EXTRACTED MATERIAL:

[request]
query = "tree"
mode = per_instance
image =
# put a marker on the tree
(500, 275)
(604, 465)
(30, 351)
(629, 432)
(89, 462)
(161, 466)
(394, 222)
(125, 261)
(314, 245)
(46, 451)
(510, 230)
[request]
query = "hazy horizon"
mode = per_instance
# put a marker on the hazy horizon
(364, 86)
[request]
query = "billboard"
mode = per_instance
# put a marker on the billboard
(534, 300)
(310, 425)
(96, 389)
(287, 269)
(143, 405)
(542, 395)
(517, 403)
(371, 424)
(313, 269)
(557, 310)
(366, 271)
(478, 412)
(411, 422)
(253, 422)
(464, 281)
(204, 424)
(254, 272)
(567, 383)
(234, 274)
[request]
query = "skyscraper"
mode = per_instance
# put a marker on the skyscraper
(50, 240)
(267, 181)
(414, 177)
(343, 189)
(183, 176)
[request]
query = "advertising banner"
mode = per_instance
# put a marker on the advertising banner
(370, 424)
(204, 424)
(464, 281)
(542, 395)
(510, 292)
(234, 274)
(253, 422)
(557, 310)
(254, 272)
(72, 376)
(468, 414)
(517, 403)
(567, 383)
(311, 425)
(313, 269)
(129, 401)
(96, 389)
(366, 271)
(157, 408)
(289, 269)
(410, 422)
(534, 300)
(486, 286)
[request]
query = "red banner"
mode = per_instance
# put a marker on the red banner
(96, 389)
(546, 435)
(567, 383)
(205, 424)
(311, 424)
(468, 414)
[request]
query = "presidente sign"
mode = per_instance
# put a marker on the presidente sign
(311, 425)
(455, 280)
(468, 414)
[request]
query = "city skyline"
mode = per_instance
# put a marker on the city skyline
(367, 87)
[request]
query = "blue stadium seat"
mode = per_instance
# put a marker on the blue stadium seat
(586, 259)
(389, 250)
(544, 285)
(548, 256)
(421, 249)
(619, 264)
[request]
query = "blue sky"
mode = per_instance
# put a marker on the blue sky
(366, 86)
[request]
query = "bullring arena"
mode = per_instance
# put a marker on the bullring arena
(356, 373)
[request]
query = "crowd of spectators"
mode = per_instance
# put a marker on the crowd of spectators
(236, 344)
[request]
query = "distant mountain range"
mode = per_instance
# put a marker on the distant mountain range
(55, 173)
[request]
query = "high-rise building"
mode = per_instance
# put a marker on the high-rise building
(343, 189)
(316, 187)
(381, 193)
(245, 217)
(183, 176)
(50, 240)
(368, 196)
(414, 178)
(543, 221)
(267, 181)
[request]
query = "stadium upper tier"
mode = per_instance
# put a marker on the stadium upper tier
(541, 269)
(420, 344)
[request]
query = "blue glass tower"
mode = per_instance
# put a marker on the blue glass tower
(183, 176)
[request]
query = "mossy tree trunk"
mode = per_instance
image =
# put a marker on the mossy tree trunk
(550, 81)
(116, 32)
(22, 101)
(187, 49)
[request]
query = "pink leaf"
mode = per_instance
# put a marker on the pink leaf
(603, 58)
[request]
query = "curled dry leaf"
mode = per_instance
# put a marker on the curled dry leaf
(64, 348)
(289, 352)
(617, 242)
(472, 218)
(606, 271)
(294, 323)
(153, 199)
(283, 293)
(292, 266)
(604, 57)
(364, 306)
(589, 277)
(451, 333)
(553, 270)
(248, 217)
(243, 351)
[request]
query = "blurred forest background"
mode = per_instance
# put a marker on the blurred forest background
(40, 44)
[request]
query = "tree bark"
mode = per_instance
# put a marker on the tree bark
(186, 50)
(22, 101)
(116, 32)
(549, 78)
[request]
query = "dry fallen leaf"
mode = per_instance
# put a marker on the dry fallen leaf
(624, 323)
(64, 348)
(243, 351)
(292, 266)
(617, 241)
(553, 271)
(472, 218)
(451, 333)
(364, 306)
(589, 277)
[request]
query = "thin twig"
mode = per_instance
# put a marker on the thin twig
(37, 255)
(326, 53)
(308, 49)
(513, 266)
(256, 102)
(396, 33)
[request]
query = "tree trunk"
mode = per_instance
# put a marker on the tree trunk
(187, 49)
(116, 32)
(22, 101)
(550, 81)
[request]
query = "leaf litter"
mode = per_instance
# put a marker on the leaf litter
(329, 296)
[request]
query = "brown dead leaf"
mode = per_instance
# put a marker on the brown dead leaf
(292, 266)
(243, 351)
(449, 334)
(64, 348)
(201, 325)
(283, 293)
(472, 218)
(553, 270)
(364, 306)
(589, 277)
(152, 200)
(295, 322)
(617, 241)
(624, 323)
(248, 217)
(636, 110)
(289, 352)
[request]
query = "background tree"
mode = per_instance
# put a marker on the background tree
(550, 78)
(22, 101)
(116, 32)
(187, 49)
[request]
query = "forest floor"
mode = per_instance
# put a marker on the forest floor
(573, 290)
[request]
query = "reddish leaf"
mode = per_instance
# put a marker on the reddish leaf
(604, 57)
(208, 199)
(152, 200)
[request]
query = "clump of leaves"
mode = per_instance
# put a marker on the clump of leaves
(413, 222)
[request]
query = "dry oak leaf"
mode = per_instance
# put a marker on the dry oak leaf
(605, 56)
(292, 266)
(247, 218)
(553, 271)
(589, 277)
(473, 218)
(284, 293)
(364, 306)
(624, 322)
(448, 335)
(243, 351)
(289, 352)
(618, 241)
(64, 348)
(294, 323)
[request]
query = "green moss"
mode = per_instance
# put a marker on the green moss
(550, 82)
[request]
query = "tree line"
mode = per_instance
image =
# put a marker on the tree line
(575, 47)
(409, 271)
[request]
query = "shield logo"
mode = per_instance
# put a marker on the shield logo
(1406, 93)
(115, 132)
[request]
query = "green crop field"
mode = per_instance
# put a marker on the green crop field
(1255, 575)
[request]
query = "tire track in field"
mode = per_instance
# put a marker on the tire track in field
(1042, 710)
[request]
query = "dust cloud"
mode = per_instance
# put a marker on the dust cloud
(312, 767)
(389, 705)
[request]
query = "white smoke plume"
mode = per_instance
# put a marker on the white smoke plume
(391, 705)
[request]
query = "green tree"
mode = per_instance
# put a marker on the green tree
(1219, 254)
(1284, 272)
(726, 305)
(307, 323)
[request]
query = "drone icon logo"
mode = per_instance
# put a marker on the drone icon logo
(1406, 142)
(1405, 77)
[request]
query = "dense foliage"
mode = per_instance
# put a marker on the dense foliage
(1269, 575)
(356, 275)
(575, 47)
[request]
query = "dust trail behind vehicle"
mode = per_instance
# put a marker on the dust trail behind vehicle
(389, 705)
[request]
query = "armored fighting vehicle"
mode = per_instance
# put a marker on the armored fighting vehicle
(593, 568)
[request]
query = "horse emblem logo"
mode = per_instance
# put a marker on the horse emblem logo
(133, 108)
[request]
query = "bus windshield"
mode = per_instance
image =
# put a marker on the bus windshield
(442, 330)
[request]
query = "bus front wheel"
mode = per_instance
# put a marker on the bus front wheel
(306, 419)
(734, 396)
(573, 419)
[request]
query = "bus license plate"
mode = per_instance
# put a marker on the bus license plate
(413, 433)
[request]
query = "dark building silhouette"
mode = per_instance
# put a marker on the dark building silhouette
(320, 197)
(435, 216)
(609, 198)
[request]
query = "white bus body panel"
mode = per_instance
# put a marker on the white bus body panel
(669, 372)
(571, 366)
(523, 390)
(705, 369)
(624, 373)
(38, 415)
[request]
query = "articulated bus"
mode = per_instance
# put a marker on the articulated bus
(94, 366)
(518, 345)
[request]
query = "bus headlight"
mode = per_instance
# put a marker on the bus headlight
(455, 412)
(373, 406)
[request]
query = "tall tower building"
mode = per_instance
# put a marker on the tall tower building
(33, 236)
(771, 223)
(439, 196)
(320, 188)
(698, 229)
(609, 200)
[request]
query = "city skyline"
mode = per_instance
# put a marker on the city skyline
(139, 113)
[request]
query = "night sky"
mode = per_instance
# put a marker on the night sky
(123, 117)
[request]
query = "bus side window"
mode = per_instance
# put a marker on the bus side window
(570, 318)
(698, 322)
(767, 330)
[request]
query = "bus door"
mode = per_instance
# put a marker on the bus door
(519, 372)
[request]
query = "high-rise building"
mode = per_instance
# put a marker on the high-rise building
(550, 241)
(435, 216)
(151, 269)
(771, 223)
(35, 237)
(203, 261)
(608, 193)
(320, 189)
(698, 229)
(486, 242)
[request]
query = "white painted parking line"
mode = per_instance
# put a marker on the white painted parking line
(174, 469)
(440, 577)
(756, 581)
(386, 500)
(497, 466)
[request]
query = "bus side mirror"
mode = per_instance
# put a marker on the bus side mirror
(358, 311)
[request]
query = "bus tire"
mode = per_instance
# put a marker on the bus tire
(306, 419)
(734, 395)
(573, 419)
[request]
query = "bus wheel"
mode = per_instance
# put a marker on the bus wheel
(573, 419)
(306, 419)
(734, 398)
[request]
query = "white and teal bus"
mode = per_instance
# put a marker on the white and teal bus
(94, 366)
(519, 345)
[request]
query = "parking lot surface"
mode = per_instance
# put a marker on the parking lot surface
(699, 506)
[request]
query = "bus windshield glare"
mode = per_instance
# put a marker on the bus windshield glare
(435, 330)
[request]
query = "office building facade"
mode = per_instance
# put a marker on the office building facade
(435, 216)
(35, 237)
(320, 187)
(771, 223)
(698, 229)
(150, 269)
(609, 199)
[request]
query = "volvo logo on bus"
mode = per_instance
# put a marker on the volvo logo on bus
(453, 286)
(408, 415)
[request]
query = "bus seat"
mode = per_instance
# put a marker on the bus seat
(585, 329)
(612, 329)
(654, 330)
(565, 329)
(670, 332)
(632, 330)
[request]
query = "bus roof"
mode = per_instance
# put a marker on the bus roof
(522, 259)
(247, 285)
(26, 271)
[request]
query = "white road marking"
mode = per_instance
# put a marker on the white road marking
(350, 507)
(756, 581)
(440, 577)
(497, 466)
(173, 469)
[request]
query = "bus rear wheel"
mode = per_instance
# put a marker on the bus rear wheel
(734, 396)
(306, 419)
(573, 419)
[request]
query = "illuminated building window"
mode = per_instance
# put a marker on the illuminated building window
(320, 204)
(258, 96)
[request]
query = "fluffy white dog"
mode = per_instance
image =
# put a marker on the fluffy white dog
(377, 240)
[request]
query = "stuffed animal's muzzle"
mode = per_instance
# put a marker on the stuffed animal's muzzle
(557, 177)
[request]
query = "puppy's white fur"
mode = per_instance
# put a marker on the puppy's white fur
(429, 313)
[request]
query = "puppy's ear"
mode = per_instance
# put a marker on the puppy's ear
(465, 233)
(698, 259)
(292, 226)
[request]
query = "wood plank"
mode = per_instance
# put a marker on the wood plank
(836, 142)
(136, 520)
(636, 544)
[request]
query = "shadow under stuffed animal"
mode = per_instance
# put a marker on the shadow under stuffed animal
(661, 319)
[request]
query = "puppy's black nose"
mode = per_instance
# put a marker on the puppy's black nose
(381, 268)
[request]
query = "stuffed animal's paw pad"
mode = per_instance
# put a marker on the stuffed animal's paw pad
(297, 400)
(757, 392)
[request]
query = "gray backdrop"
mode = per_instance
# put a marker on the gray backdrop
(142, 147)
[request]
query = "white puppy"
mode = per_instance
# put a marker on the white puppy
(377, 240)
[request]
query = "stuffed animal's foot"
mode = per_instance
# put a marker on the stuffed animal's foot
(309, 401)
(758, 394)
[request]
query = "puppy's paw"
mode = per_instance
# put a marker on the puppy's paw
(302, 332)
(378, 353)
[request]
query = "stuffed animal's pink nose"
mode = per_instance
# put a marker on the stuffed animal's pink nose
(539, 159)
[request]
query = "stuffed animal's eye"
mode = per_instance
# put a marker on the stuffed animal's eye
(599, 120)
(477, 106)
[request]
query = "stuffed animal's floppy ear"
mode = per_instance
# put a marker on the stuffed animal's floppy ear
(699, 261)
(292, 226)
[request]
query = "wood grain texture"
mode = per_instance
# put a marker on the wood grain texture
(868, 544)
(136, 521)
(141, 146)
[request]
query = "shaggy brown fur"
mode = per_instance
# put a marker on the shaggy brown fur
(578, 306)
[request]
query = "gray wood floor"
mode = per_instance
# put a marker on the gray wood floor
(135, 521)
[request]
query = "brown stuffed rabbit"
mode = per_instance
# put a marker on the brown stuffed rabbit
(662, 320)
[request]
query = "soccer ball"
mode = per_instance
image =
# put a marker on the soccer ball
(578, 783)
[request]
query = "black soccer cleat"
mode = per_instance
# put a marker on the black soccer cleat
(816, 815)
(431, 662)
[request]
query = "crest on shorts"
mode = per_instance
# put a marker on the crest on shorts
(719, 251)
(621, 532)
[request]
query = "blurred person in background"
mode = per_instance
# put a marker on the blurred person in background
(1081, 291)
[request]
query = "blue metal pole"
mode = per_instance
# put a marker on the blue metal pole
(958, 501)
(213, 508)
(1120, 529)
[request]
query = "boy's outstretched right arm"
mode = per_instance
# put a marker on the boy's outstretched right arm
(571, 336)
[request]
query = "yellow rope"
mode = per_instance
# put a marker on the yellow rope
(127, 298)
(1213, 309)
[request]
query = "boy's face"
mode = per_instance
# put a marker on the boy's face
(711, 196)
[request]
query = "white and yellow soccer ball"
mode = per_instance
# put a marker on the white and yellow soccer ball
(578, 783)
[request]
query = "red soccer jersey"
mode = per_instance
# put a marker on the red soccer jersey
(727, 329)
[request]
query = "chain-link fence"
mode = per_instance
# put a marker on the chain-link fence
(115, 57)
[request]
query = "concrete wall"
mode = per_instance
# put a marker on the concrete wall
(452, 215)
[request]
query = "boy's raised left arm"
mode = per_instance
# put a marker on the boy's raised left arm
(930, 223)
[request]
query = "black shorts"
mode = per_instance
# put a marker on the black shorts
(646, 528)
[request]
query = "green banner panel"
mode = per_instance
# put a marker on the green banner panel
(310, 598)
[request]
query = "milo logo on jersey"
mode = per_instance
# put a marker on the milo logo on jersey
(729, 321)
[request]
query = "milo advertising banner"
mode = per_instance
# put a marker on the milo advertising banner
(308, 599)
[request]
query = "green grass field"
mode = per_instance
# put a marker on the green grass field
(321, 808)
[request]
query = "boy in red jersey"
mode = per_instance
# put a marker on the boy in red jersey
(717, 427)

INSTRUCTIONS FOR THE TASK: How many lines of the listing above contain the string "armored", with case taken into account? Reply with the number alone.

SOLVED PROBLEM: 2